## TASK TO COMPLETE
For every entry below, retype it exactly as it reads.

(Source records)
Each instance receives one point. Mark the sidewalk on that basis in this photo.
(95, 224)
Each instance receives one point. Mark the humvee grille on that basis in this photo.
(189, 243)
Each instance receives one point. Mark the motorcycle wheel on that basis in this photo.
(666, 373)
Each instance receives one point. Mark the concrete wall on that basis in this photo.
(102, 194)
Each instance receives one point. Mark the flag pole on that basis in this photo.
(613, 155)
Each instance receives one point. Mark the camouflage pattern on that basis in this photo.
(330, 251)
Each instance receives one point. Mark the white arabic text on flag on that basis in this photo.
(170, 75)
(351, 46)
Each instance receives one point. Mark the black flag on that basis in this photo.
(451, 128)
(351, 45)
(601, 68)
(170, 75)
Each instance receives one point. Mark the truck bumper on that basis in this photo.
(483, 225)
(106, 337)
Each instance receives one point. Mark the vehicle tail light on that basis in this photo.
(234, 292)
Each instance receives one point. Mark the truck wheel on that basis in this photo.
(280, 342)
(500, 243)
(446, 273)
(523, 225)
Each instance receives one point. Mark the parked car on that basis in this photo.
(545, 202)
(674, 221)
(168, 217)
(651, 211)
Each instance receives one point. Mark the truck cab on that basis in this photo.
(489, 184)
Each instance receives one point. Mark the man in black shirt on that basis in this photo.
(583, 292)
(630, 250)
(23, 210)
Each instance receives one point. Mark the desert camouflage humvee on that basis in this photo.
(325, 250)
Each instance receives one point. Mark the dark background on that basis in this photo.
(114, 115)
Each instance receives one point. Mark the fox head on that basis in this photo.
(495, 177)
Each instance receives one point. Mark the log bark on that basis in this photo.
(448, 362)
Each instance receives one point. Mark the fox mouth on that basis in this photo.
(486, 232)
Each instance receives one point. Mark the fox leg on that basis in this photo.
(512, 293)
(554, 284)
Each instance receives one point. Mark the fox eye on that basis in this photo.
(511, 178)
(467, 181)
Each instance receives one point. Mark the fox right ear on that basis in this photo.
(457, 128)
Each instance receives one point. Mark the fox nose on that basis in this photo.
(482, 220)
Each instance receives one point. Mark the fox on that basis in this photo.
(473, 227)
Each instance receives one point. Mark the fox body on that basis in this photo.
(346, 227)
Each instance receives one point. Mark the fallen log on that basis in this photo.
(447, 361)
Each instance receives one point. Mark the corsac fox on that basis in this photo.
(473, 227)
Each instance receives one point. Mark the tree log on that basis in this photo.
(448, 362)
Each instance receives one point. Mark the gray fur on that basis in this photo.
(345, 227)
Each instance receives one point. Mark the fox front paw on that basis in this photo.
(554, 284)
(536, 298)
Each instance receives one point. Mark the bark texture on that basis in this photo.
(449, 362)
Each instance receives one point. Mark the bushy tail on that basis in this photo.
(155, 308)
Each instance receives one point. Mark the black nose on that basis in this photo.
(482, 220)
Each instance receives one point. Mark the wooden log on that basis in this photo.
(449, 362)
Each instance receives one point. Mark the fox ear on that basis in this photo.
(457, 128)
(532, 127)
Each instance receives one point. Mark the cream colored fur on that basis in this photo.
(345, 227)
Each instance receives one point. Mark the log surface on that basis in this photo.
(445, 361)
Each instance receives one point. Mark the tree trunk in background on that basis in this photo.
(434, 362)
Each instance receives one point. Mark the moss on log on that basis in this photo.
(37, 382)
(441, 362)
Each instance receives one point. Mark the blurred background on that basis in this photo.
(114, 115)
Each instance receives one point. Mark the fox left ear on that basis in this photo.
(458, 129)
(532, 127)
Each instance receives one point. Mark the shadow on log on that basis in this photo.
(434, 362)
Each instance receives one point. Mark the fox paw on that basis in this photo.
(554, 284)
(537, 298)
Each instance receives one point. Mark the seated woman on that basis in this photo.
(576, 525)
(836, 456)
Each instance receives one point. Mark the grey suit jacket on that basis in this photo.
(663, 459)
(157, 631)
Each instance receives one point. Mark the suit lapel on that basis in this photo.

## RESPONSE TO THIS EXERCISE
Each instance receives one point. Mark the sidewalk on that basis in this photo.
(95, 224)
Each instance receives one point. Mark the humvee grille on that basis in this photo.
(189, 243)
Each instance receives one point. Mark the motorcycle wheel on that basis in this photo.
(666, 373)
Each instance receives one point. Mark the concrete wall on that basis in this photo.
(102, 194)
Each instance receives one point. Mark the flag pole on that basis in this photo.
(613, 155)
Each instance receives one point. Mark the camouflage pattern on that basis in this photo.
(330, 251)
Each instance receives one point. Mark the white arabic text on flag on that basis in this photo.
(170, 75)
(351, 46)
Each instance receives one point. Mark the black flag on that basis in this photo.
(451, 128)
(351, 45)
(601, 68)
(170, 75)
Each instance receives one point. Mark the truck bumper on that basis in this photo.
(483, 225)
(106, 337)
Each instance receives one point. Mark the vehicle tail light on that basis in this photo.
(234, 292)
Each instance receives one point. Mark the truck wheel on that basis in this photo.
(280, 342)
(500, 243)
(446, 273)
(523, 225)
Each instance receives one point. Mark the parked car on that basis in this photo.
(545, 202)
(674, 221)
(168, 217)
(651, 211)
Each instance receives one point. Mark the truck cab on that basis in this photo.
(489, 184)
Each instance receives one point. Mark the man in black shirt on that basis in this photo.
(583, 292)
(630, 250)
(23, 210)
Each instance receives one point. Mark the desert camouflage humvee on that basis in this photo.
(325, 250)
Each instance receives one point. Mark the dark background on that basis in this photo.
(114, 115)
Each instance receives one point. Mark the fox head on that basis in this photo.
(495, 177)
Each instance receives one point. Mark the log bark on that basis in this photo.
(448, 362)
Each instance receives one point. Mark the fox mouth on that basis in this photo.
(486, 232)
Each instance receives one point. Mark the fox leg on that basis in this photo.
(512, 293)
(554, 284)
Each instance receives one point. Mark the fox eye on that basis in this photo.
(511, 178)
(467, 181)
Each instance receives one point. Mark the fox right ear on that basis in this photo.
(457, 128)
Each instance receives one point. Mark the fox nose on that basis in this photo.
(482, 220)
Each instance receives one point. Mark the fox on that basis in this photo.
(473, 227)
Each instance receives one point. Mark the fox body on that basis in this photo.
(346, 227)
Each instance receives one point. Mark the fallen log on that basis in this photo.
(447, 361)
Each instance receives one point. Mark the corsac fox on that basis in this photo.
(473, 227)
Each instance receives one point. Mark the tree log on that basis in this photo.
(448, 362)
Each instance receives one point. Mark the gray fur on that basis in this photo.
(345, 227)
Each instance receives one point. Mark the fox front paw on that basis in this photo.
(554, 284)
(536, 298)
Each instance receives one point. Mark the bark texture on that basis in this photo.
(449, 362)
Each instance receives one point. Mark the bushy tail on that basis in this photo.
(155, 308)
Each instance receives one point. Mark the black nose on that basis in this photo.
(482, 220)
Each instance receives one point. Mark the wooden log on that basis in this photo.
(449, 362)
Each instance receives one point. Mark the fox ear on that basis in this photo.
(457, 128)
(532, 127)
Each instance receives one point. Mark the cream colored fur on that basis in this photo.
(345, 227)
Each instance receives one point. Mark the log surface on that basis in this photo.
(445, 361)
Each instance receives one point. Mark the tree trunk in background on that basis in this photo.
(434, 362)
Each instance receives one point. Mark the moss on log on that basis in this photo.
(37, 382)
(441, 362)
Each instance receives one point. Mark the blurred background on that basis in this photo.
(114, 115)
Each instance receives one point. Mark the fox left ear on that basis in this photo.
(458, 129)
(532, 127)
Each instance receives one point. Mark the shadow on log on that basis in this photo.
(434, 362)
Each instance receives one point. Mark the fox paw on that basis in this photo.
(554, 284)
(537, 298)
Each instance receives one point. Mark the seated woman on that basis in this photo.
(576, 525)
(836, 456)
Each instance receives one point. Mark the grey suit jacket on that basis in this photo.
(663, 459)
(157, 631)
Each instance receives one point. Mark the suit lapel on that basis in this photo.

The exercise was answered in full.